Assigned task:
Every record must reappear in the answer exactly as given.

Items listed in a dataset
——————————

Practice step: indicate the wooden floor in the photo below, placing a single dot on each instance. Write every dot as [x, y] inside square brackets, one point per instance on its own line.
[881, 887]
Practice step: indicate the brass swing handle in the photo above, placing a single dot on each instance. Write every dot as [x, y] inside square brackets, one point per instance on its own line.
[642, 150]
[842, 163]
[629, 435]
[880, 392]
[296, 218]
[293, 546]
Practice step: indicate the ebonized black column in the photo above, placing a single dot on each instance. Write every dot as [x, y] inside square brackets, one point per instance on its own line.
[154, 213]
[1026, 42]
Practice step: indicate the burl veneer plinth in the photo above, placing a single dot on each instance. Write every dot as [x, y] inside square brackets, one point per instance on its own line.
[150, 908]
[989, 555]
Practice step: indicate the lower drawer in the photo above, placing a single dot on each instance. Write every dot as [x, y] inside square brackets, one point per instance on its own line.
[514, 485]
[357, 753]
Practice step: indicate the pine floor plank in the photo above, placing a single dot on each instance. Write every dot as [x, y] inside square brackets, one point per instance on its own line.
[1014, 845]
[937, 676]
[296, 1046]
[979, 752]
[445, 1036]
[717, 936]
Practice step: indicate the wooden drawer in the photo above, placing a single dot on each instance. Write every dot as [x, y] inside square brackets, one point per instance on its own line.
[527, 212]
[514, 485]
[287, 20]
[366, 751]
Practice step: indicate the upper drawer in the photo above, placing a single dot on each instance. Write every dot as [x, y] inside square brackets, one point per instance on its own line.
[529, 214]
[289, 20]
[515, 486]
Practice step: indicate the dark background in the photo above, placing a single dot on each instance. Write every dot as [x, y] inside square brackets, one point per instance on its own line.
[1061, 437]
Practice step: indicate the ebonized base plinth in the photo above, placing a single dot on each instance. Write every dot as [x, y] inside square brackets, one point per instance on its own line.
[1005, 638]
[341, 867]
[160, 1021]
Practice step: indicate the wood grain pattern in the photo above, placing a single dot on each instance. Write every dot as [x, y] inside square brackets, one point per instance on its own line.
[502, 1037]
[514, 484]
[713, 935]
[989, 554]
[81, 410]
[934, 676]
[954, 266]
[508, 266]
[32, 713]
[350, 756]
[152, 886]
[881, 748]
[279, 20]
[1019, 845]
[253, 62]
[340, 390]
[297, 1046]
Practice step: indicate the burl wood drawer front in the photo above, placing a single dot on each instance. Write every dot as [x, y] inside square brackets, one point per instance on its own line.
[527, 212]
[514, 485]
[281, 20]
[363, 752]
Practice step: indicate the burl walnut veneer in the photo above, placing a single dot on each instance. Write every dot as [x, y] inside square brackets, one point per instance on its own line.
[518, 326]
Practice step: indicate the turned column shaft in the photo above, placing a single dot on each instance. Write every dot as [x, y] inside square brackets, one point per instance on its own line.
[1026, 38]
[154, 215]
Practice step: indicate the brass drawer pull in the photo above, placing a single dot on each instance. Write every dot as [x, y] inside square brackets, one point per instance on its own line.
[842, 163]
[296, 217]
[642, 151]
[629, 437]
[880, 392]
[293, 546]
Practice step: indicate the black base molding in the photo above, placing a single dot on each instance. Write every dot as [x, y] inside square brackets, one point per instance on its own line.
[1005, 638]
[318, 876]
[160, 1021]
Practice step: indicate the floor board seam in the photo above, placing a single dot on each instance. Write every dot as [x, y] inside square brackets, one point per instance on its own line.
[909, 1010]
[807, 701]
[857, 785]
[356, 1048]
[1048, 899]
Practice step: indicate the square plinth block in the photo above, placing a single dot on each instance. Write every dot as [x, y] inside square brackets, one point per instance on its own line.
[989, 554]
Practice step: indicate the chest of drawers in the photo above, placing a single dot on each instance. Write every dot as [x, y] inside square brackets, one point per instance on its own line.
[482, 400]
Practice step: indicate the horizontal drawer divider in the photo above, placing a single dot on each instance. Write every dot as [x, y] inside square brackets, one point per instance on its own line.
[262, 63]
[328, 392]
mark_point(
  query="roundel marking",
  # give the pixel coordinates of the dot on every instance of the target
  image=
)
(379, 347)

——————————

Result of the task:
Practice step: indicate the wooden floor in the photo below, placing a single dot on each instance. Write every dot as [x, y] inside square brackets, one point per instance on its own line.
[881, 887]
Practice step: indicate the brass swing handle in the photo above, placing a single dot on each instance. Write every dot as [x, y] inside square brackets, one point per instance on its own line.
[642, 150]
[842, 163]
[629, 435]
[880, 392]
[296, 218]
[293, 546]
Practice step: indicate the ebonized black column in the photo above, placing a single dot on each instance. Write every dot as [x, y] inside square brackets, one point per instance on its own line.
[154, 213]
[1026, 42]
Practice step: indicate the burl veneer plinth in the photo above, placing a single dot on each instance. Write every dot as [x, y] inside square brackets, one point per instance on its own line.
[150, 908]
[989, 555]
Practice step: indicate the lower drawer in the photo above, placing a single dot on each instance. Write every dot as [x, y] inside square brackets, one point per instance on its own line.
[514, 485]
[357, 753]
Practice step: indicate the pine floor plank in the photo above, placing a single dot on each instance. Write every dot as [x, y] inside square brackets, one point per instance on its own line.
[1014, 845]
[937, 676]
[296, 1046]
[979, 752]
[445, 1036]
[717, 936]
Practice step: indicate the wooden drawer in the photo above, placing a single dot on each instance. Write every dot as [x, y] inside square brackets, one point per instance on its own line.
[527, 212]
[514, 485]
[287, 20]
[366, 751]
Practice step: indicate the upper drawer in the photo above, placing a single dot on each instance. Write every dot as [x, y] inside square brackets, one point per instance on its own line.
[529, 214]
[289, 20]
[515, 486]
Practice step: indicate the dark background in the photo above, placing a single dot on each instance. Write every dot as [x, y] inside square brackets, one point per instance on its own line.
[1061, 437]
Practice step: indicate the ebonized base plinth in the photo above, placing a single dot on each instance. Write every dot as [x, y] inside square brackets, one point per instance on its own line.
[1005, 638]
[341, 867]
[160, 1021]
Practice step: indicate the wood grain pattern in the photo above, placing a single dot on each instance. Write every dot as [x, y] inside square brackets, one point per instance on its own line.
[502, 1037]
[514, 484]
[713, 935]
[989, 554]
[81, 410]
[934, 676]
[954, 266]
[508, 266]
[32, 713]
[350, 756]
[152, 886]
[881, 748]
[279, 20]
[1019, 845]
[253, 62]
[340, 390]
[297, 1046]
Practice step: indicate the burl wood drawer front in the photo above, placing a single dot on each instance. Write every dot as [x, y] inside square brackets, one point per instance on its own line.
[527, 212]
[514, 485]
[281, 20]
[363, 752]
Practice step: indicate the burl walnut veneer in the photo above, placing a single dot on each instance. Write every dot as [x, y] inside square brackets, one point per instance on its own line.
[518, 326]
Practice step: indicate the turned column shaft in the photo above, placing a single dot on each instance. Write every dot as [x, y] inside square brackets, one point per instance on its own line.
[1026, 38]
[154, 215]
Practice step: indicate the brass drawer pull in the photo above, placing a single dot on each instance. Write every dot as [x, y] inside square brackets, one point per instance on its own line.
[842, 163]
[296, 217]
[642, 151]
[629, 437]
[880, 392]
[293, 546]
Practice step: indicate the black base molding in the photo above, placing a single dot on each instance. Write every dot as [x, y] inside square brackets, one point per instance on its own line.
[1005, 638]
[318, 876]
[160, 1021]
Practice step: indicate the floor board seam in the photo above, placing a single dot on each instance. Write every dot as [x, y] inside square brackets, one point per instance on its own line.
[909, 1010]
[807, 701]
[857, 785]
[356, 1048]
[1048, 899]
Practice step: indicate the square plinth block in the photo above, placing a single dot on each instance. Write every dot as [x, y] inside square brackets, one point per instance on its own line.
[989, 554]
Practice step: indicate the chest of drawers in the photo above, placing a single dot on each instance. Write every dot as [x, y] inside square brackets, one point per instance on its own line.
[482, 400]
Practice step: indicate the horizontal drawer divider in the photo above, placing a single dot on each instance. Write every dot as [x, y] inside square brackets, one point per instance on its own line.
[262, 63]
[328, 392]
mark_point(
  query="roundel marking",
  # give the pixel coordinates of the dot on every instance of the target
  image=
)
(379, 347)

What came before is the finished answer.